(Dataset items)
※ ※ ※
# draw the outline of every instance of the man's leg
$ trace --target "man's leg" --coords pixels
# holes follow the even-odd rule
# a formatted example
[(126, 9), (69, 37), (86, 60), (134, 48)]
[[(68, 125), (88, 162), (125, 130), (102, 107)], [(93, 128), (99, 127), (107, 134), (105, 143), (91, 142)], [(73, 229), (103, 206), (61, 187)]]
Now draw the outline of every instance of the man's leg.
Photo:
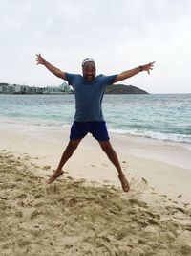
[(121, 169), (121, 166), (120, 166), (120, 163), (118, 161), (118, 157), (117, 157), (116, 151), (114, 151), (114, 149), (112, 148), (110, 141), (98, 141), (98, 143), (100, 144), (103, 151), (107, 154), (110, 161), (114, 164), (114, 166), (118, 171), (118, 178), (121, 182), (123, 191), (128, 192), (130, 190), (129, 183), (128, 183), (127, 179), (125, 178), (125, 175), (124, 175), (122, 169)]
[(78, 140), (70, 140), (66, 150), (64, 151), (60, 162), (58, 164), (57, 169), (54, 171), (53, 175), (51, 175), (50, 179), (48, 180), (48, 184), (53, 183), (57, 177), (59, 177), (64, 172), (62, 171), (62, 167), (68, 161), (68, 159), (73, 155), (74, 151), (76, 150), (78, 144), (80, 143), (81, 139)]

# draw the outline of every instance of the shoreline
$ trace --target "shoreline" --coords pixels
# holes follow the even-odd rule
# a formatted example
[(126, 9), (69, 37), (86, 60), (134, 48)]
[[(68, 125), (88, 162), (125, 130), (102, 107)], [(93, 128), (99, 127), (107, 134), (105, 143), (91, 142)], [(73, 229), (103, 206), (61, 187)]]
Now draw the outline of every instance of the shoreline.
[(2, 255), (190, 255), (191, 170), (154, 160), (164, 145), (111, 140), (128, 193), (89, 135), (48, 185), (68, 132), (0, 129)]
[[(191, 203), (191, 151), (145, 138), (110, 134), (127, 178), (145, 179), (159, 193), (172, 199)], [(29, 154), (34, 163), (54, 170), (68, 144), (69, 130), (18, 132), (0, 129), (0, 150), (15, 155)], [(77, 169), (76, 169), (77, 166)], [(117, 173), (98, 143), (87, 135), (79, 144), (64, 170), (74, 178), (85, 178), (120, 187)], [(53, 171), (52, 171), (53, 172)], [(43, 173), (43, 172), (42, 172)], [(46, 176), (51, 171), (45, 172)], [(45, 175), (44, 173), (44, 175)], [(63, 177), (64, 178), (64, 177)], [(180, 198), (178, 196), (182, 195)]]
※ ※ ※
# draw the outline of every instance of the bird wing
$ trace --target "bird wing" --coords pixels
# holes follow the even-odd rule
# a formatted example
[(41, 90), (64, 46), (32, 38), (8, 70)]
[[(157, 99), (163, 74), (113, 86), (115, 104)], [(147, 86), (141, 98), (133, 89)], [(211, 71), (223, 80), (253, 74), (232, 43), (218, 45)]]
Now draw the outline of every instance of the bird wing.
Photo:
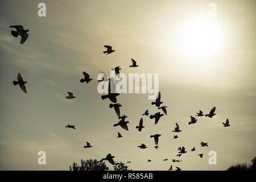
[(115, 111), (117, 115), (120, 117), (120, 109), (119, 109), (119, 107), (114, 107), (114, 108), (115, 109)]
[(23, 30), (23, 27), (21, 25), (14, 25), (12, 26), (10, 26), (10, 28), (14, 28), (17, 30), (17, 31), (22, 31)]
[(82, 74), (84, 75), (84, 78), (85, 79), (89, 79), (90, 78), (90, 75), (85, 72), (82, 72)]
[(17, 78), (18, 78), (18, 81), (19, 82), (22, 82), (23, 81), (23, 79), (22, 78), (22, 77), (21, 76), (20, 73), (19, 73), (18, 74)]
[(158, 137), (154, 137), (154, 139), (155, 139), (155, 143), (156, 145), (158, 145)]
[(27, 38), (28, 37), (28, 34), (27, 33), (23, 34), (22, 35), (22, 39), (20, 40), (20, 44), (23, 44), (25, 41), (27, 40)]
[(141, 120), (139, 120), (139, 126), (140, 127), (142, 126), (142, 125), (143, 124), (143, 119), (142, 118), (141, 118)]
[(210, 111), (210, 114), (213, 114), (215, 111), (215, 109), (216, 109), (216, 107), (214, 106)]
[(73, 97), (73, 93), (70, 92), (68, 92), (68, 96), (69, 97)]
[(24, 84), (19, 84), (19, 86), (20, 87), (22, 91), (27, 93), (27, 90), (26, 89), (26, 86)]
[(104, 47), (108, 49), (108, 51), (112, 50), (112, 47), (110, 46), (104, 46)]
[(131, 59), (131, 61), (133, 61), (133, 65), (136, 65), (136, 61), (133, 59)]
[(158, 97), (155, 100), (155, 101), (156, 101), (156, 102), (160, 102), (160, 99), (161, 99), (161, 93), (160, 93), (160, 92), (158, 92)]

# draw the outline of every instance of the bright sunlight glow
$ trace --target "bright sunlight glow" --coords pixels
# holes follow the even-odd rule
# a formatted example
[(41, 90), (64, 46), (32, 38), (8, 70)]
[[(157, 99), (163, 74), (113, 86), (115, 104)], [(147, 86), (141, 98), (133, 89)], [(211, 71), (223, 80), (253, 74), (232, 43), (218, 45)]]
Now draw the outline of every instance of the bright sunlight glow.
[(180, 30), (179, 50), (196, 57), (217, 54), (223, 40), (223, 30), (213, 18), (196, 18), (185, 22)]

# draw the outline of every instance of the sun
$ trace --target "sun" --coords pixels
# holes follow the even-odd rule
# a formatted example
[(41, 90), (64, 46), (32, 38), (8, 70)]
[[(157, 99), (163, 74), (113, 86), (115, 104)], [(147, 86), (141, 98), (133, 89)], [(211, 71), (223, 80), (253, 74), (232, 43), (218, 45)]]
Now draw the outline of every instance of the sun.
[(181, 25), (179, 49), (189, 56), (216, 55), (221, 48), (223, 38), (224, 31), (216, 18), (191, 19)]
※ ※ ※
YOUR GOAL: Please give the lines between the one containing "# draw the outline of every instance of the sun" and the one containing "18), (191, 19)]", inclusive, as a JSON list of strings with one string per line and blank lines omitted.

COMPLETED EXERCISE:
[
  "# draw the outline of every instance of the sun",
  "$ trace --target \"sun\" --coords pixels",
  "# holes follow the even-odd rule",
  "# a formatted example",
  "[(41, 90), (64, 46), (32, 38), (8, 70)]",
  "[[(157, 99), (163, 74), (113, 86), (115, 104)], [(147, 86), (141, 98), (133, 89)], [(211, 71), (223, 80), (253, 74), (232, 43), (218, 45)]]",
  "Now draw the outline of every instance of the sun.",
  "[(181, 25), (179, 49), (189, 56), (216, 55), (221, 48), (223, 38), (224, 31), (216, 18), (191, 19)]"
]